With roots in northern England, the Society of Friends was one of the most successful of the radical sects that arose during the religious ferment of the English Civil War. Spreading rapidly under the visionary leaders George Fox, Margaret Fell, and James Nayler, among others, Friends were widely regarded as a threat to the established social order for their insistence on the possibility of a direct experience of the divine without the intermediary of an ordained clergy, and for their radical egalitarianism rooted in the concept of an Inward Light, a divine spark within all humanity.
Intensely evangelical during the first decades of their existence, Friends spread their teachings throughout Britain and overseas, first arriving in New England in 1656. Greeted with considerable hostility by the Puritan authorities in Massachusetts Bay and Plymouth Colonies. Their anticlericalism and egalitarianism were no less controversial in the New England theocracies than they had been in England, and the authorities responded with systematic repression, including banishment, corporal punishment, and in four cases, capital punishment: between 1659 and 1661, William Robinson, Marmaduke Stephenson, Mary Dyer, and William Leddra were all executed in Boston.
Despite the response, Friends found root in the more tolerant environs of Rhode Island, forming at least seven local meetings within a decade and organizing the first General Meeting of Friends in America in Newport, R.I., in 1661. The process of establishing governing structures for Quakerism in the colonies took on a new energy following the evangelical visit of George Fox in 1672, after which the General Meeting was formally constituted as the New England Yearly Meeting for Business, with Monthly Meetings constituted at the same time. New York Yearly Meeting was set off from New England in 1695. Three quarterly meetings were established between 1699 and 1705, which served as the official bodies for authorizing representatives to the Yearly Meeting.
The NEYM continued to formalize and strengthen church structures during the eighteenth century, emphasizing the distinctiveness of Quaker identity through insistence on adherence to basic tenets such as the peace testimony, opposition to slavery, and the enforcement of endogamy, though not without struggle. In 1784, the Yearly Meeting made its first attempt to establish a Friends school in Portsmouth, R.I., and although that school lasted only four years, it is regarded as a direct recursor to the Friends Boarding School in Providence, established in 1819 and known today at the Moses Brown School. The Oak Grove School in Vassalboro, Maine was established in 1849.
From early in their history, New England Quakers have been diverse in spiritual practice, leading to a legacy of sometimes profound doctrinal conflict. Although the Hicksite-Orthodox schism that shook Philadelphia and other Yearly Meetings had little impact in New England, outside of Nantucket, the NEYM suffered its own deep divisions. Beginning in 1817, several monthly meetings in New England underwent a brief, but intense period of conflict between "New Light" Friends, who questioned the divinity of Christ and emphasized the power of direct revelation, and their more conservative peers. Deeper splits, however, ensued in the 1840s between factions known as Gurneyites and Wilburites, named after their most vocal spokespersons, and each claiming to pursue the spirit of original Quakerism. Following the writings and preaching of the English Quaker, Joseph John Gurney, the more numerous Gurneyites were swept up in the evangelical tendencies shaping American Protestantism more generally, pursuing a Bible-centered, pastoral form of worship.
=====
▸ **WRITTEN TASKS**:
- A) Rewrite the paragraph of the Quaker history that begins "Despite the response, Friends found root" as a short bulleted list that keeps its main facts.
- B) Name every person the Quaker history says was executed in Boston.
- C) Extend the history of New England Quakers by writing on from its final sentence.
The entries below have no connection to the Quaker history above.

▸ **EXTRACTED ENTRIES**:
=====
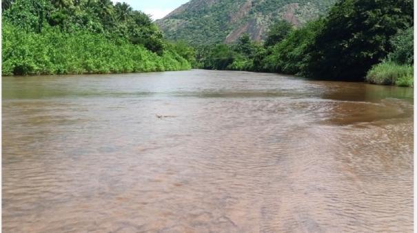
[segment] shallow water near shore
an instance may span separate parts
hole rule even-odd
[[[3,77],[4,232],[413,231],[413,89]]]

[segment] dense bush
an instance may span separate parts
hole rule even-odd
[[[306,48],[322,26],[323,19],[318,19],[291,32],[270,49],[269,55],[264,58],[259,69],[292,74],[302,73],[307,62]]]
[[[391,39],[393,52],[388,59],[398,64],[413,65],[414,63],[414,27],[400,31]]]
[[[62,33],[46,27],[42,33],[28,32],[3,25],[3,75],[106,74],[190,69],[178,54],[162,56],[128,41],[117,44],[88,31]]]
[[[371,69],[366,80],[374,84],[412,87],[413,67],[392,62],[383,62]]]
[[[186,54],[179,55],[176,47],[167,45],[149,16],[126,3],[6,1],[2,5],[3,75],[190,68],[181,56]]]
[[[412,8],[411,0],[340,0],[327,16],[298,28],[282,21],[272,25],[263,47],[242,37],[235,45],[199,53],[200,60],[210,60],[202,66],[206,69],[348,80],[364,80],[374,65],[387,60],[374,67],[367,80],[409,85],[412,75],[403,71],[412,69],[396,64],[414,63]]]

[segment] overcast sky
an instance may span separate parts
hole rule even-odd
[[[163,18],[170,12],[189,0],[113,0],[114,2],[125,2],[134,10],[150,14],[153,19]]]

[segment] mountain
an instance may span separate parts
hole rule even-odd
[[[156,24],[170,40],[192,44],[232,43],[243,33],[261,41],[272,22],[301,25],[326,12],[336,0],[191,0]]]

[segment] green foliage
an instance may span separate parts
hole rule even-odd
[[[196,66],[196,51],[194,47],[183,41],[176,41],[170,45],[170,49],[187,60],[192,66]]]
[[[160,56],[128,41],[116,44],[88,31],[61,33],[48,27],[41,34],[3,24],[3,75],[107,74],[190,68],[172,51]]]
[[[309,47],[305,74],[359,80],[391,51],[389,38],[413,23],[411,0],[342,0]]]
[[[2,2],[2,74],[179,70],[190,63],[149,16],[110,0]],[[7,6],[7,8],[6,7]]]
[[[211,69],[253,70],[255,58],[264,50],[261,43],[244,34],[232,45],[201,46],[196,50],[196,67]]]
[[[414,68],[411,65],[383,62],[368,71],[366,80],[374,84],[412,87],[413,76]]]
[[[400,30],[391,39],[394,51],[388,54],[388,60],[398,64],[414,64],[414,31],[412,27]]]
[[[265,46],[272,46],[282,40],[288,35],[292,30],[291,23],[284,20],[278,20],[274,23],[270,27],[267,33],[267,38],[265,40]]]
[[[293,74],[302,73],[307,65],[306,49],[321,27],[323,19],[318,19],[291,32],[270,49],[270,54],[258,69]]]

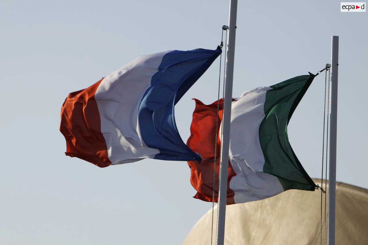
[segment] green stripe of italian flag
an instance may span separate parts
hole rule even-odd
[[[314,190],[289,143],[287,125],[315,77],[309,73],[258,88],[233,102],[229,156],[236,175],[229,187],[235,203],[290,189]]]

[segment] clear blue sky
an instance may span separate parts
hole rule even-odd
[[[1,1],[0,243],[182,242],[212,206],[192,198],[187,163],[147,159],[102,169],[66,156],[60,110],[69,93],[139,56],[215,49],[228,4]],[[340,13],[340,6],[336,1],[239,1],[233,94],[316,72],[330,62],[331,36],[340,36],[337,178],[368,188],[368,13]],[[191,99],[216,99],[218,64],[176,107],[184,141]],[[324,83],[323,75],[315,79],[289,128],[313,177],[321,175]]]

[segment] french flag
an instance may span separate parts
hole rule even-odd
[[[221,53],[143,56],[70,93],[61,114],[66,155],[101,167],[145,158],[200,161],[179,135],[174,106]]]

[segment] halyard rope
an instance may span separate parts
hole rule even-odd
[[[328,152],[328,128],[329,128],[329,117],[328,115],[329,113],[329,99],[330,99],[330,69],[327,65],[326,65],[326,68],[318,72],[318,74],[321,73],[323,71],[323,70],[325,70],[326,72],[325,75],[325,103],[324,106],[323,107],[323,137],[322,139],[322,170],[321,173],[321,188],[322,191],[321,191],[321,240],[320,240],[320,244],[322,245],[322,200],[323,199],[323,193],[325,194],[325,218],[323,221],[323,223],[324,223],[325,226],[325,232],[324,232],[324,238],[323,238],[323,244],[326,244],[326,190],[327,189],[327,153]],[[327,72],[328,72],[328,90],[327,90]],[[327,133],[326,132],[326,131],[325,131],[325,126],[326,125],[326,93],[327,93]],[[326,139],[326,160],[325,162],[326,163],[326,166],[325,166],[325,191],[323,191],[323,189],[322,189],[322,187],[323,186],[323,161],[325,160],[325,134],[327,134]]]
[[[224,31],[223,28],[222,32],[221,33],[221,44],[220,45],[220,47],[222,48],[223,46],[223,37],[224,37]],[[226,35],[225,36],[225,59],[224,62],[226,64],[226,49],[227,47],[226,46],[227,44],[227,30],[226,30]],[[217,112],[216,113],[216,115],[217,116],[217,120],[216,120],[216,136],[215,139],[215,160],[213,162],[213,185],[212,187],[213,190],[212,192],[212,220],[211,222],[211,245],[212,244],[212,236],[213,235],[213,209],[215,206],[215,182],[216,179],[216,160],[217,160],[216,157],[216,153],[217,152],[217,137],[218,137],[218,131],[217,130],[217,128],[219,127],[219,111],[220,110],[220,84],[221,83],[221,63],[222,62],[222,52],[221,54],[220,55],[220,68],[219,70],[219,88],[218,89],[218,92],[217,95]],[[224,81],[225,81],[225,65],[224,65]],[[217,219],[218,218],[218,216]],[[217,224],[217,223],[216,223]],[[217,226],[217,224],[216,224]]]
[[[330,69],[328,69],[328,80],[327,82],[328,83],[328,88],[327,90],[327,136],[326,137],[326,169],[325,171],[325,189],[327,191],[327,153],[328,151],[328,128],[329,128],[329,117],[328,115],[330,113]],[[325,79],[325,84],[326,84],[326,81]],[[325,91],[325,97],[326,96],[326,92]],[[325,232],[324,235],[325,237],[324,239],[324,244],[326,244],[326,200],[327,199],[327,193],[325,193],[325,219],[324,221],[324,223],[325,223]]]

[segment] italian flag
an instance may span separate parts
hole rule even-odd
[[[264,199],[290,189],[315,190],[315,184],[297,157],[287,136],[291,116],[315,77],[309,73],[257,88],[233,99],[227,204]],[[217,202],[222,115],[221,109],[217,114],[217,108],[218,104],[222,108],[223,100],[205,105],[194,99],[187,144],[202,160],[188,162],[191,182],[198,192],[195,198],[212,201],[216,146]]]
=====
▸ **ANSWERS PER TASK**:
- A)
- Friends took hold in the more tolerant setting of Rhode Island and formed at least seven local meetings within a decade.
- The first General Meeting of Friends in America was organized in Newport, R.I., in 1661.
- After George Fox's evangelical visit in 1672, the General Meeting was formally constituted as the New England Yearly Meeting for Business, and Monthly Meetings were constituted at the same time.
- New York Yearly Meeting was set off from New England in 1695.
- Three quarterly meetings were established between 1699 and 1705 and served as the official bodies for authorizing representatives to the Yearly Meeting.

- B)
- William Robinson
- Marmaduke Stephenson
- Mary Dyer
- William Leddra

- C)
Responding to the Gurneyite surge, the Wilburites, named after John Wilbur of Hopkinton, R.I., grew concerned that evangelically-minded Quakers were tending to rely too much on the outward forms of Christianity and too little on the immediate guidance of the Holy Spirit. Wilburites (also known as Conservative Friends) retained simpler, unprogrammed meetings for worship. Throughout New England, but especially in Rhode Island and southeastern Massachusetts, monthly meetings divided between Gurneyites and Wilburites, organizing themselves into separate yearly meetings, the Gurneyite Yearly Meeting of Friends for New England and the Wilburite New England Yearly Meeting of Friends.
In the latter years of the nineteenth century and into the early twentieth, the Gurneyites pursued evangelical priorities including domestic and foreign missions that led to the formation of larger administrative structures to coordinate more effectively between Yearly Meetings, culminating in the establishment of the Five Years Meeting of Friends in 1902. The Wilburites did not prosper, and by the mid-twentieth century, only three monthly meetings remained. In 1945, the Gurneyites and Wilburites agreed to merge, bringing in independent meetings in the Connecticut Valley, Cambridge and Providence to form the modern New England Yearly Meeting of Friends.
The following meetings are listed as "occasional meetings for worship" or "other meetings for worship" in the Yearly Meeting minutes from 1947 onward. They are presumably under the loose jurisdiction of the Yearly Meeting, without specific monthly or quarterly meeting ties. None of these meetings have records at the NEYM Archives; it is uncertain whether many of them ever created any records at all. Some, as indicated, were later joined to other formal meetings.
Consolidated beginning in the 1960s, the NEYM collection contains the official records of the New England Yearly Meeting from its founding in the seventeenth century to the present, along with records of most (but not all) of its constituent Quarterly, Monthly, and Preparative Meetings and records of Quaker schools and trusts. As varied as the Quaker practice they document, these records include minutes of meetings for business; committee records; newsletters, financial records; some collections of personal papers; printed books and periodicals; and an assortment of photographs, audiovisual materials, microfilm, and electronic records. Of particular note are the vital statistics recorded by Monthly Meetings, including records of births, deaths, marriages, membership, and obituaries, and specifically-Quaker information on removals (formal letters written as members moved from one meeting to another), denials, testimonies (beliefs and convictions), and sufferings (penalties Quakers suffered for following testimonies).
The Archives Committee of the NEYM is a partner in records management and on-going documentation of the Meeting and its constituent bodies. The collection also includes several hundred Quaker books and pamphlets, including the libraries of Moses and Obadiah Brown and several individual monthly meetings. The records of most monthly meetings in Maine are held at the Maine Historical Society, while important bodies of records are held at the Newport Historical Society (some Nantucket and Rhode Island Meetings) or at individual Monthly Meetings.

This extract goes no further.